**** Record excerpts
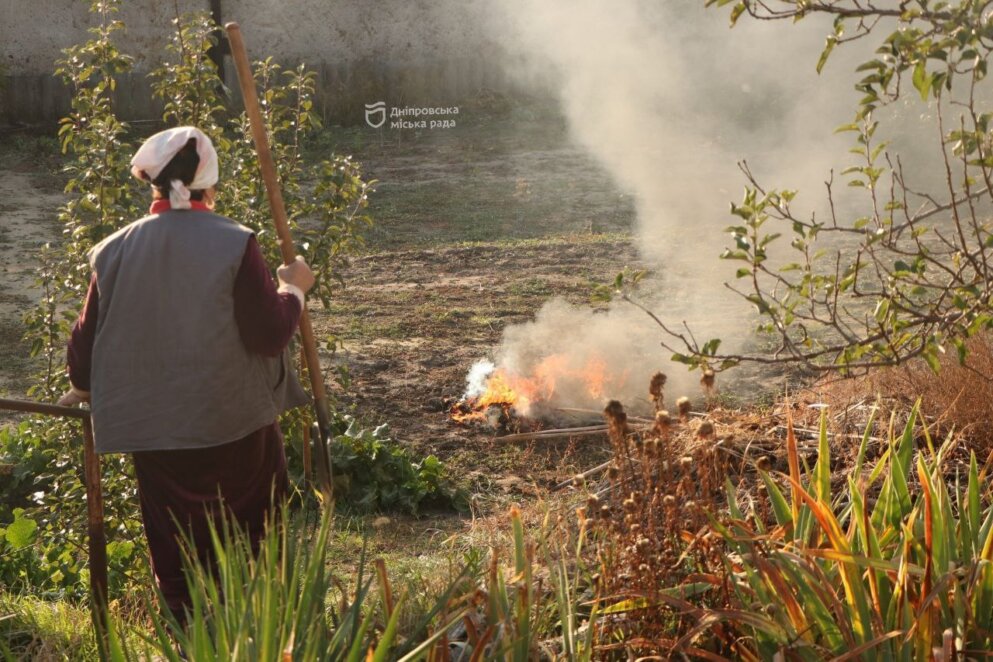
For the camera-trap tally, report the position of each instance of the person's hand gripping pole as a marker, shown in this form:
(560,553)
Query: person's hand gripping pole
(267,166)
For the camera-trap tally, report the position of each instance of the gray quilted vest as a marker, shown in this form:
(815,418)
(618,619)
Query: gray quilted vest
(169,369)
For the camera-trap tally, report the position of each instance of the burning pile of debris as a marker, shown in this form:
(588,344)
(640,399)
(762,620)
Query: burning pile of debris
(534,404)
(509,402)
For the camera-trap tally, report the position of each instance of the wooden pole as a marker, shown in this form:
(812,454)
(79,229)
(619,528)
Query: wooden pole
(97,533)
(268,167)
(308,468)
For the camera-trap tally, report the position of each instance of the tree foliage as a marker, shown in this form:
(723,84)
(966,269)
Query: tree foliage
(909,276)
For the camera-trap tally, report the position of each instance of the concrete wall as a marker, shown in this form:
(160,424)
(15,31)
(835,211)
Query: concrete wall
(399,51)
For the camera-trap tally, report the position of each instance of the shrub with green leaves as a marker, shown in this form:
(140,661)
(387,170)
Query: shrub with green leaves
(374,473)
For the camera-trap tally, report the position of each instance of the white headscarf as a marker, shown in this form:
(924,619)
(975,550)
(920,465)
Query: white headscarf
(157,151)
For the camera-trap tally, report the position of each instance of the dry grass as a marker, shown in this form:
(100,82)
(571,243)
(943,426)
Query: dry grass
(959,398)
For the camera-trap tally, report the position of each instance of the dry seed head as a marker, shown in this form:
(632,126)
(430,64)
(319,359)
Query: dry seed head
(707,379)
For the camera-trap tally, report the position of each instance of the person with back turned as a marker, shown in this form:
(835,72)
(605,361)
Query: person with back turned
(181,348)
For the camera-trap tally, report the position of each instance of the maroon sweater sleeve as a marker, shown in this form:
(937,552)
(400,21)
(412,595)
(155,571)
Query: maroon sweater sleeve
(266,318)
(80,352)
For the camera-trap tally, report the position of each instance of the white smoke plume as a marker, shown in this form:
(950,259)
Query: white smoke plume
(669,99)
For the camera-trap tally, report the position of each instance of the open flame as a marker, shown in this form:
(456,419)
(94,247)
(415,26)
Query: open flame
(556,379)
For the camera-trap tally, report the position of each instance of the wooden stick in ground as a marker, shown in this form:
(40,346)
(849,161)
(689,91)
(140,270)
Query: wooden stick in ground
(308,475)
(97,547)
(266,164)
(555,434)
(97,534)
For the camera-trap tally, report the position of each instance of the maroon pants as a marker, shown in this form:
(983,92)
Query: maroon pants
(243,479)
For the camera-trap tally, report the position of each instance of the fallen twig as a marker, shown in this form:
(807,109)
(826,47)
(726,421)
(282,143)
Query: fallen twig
(555,433)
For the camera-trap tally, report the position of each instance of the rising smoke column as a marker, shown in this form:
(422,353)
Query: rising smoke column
(669,99)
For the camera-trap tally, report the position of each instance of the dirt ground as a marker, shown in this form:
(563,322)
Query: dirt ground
(29,200)
(474,231)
********
#### Work required:
Would you output the data exactly, without any of its images?

#### Response:
For the camera-trap tally, report the position of each instance of the person's hand gripping pole as a marker, shown in this form:
(560,553)
Query: person's hand gripping pole
(267,166)
For the camera-trap tally, report the position of each instance of the gray quilted vest as a marker, shown in this form:
(815,418)
(618,619)
Query: gray quilted vest
(169,369)
For the camera-trap tally, report the position of each instance of the burning pile of debris as a marker, shown in this form:
(588,344)
(640,399)
(762,620)
Query: burning pile of debris
(534,404)
(509,402)
For the camera-trap tally, report the position of each instance of the wooden pole as a marker, shown in this form:
(812,454)
(79,229)
(619,528)
Query: wooden pole
(97,533)
(268,167)
(308,468)
For the camera-trap tally, report the position of each instance of the tree foliage as a marker, shown in this form:
(723,84)
(966,269)
Query: tree foliage
(909,276)
For the camera-trap tally, report the position of each instance of the concrete wall as a marker, shown in this form:
(160,424)
(15,31)
(835,211)
Query: concrete wall
(399,51)
For the camera-trap tally, report the position of each instance of the shrub with green leaves as a marker, shown in this form:
(140,661)
(387,170)
Query: shrub with green leaves
(374,473)
For the camera-trap tally, report the position of each instance of the white headscarf as a marker, shown in this form:
(924,619)
(975,550)
(920,465)
Query: white headscarf
(157,151)
For the camera-trap tally, report the position of each instance of the dry grass as a marker, shown in this form:
(100,82)
(571,243)
(943,426)
Query: dry grass
(959,398)
For the camera-trap tally, report the position of each instance of the dry seed head as a marker, shown in this form:
(632,126)
(430,64)
(319,359)
Query: dry seed head
(707,379)
For the camera-trap tally, report the position of each instance of the person with back turned as a marker, shown in this form:
(835,72)
(605,361)
Query: person with back turned
(181,348)
For the camera-trap tally, report the position of each instance of the maroon sweater sleeve as a marker, shown in this form:
(937,552)
(400,21)
(412,595)
(155,571)
Query: maroon sweater sleeve
(266,318)
(80,352)
For the camera-trap tally, report the position of each instance of the white smoke plume as a marker, shown in this form:
(950,259)
Query: white smoke plume
(669,99)
For the camera-trap tally, report the position of each instance of the open flame as a marker, shown in this form:
(456,419)
(94,247)
(415,26)
Query: open flame
(556,379)
For the camera-trap tally, report the position of each instance of the wooden stick in ground as a marker, shown in this form:
(40,346)
(849,161)
(689,91)
(140,270)
Query: wooden stick in ground
(308,475)
(97,547)
(266,164)
(555,434)
(97,534)
For the camera-trap tally, report the position of each instance of the maroon pants as a marker, shown in this form:
(983,92)
Query: maroon pants
(243,479)
For the camera-trap tally, report the position of each instance of the fallen twig as a marker, shown in this form:
(807,109)
(826,47)
(726,421)
(282,143)
Query: fallen twig
(555,433)
For the camera-trap tally, report the position of each instance of the rising smoke column as a marker, shown in this form:
(422,353)
Query: rising smoke column
(669,99)
For the camera-trap tally, report the position of each instance of the dirt ground as a marker, shown in this form:
(563,322)
Query: dirt ground
(29,200)
(474,231)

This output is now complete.